**Extracted text**
Perform the Courant-Snyder transform on regular (nonchaotic) phase space coordinates. Specifically, if considering the horizontal plane and noting \(U = (x, px)\) the phase-space vector, it returns \(\bar{U} = (\bar{x}, \bar{px})\) according to the transform \(\bar{U} = P \cdot U\), where

\[\begin{split}P = \begin{pmatrix} \frac{1}{\sqrt{\beta_x}} & 0 \\ \frac{\alpha_x}{\sqrt{\beta_x}} & \sqrt{\beta_x} \\ \end{pmatrix}\end{split}\]

Parameters:

u_vector (numpy.ndarray) -- Two-dimentional array of the phase-space (spatial and momentum) coordinates, either horizontal or vertical.
alpha (float) -- Alpha twiss parameter in the appropriate plane.
beta (float) -- Beta twiss parameter in the appropriate plane.

Returns:

numpy.ndarray -- The normalized phase-space coordinates from the Courant-Snyder transform.

Example

alfx = madx.table.twiss.alfx[0]
betx = madx.table.twiss.betx[0]
u = np.array([x_coords, px_coord])
u_bar = courant_snyder_transform(u, alfx, betx)

**Set exercise A**
Answer these questions about the Courant-Snyder transform documentation above:
(i) What type does it give for the alpha parameter?
(ii) What does the function return?
(iii) In the example, which index of the twiss table is read for both alfx and betx?
**Set exercise B**
How would this sentence from the Courant-Snyder transform documentation read in Spanish: "Perform the Courant-Snyder transform on regular (nonchaotic) phase space coordinates."?

**Collected data**
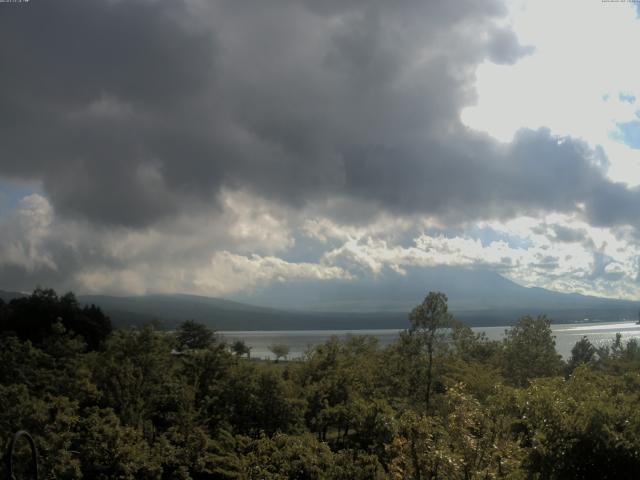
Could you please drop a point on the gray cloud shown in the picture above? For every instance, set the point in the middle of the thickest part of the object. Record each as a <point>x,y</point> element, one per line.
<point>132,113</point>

**Output A**
(i) float
(ii) A numpy.ndarray holding the normalized phase-space coordinates from the Courant-Snyder transform.
(iii) Index 0

**Output B**
Realiza la transformación de Courant-Snyder sobre coordenadas regulares (no caóticas) del espacio de fases.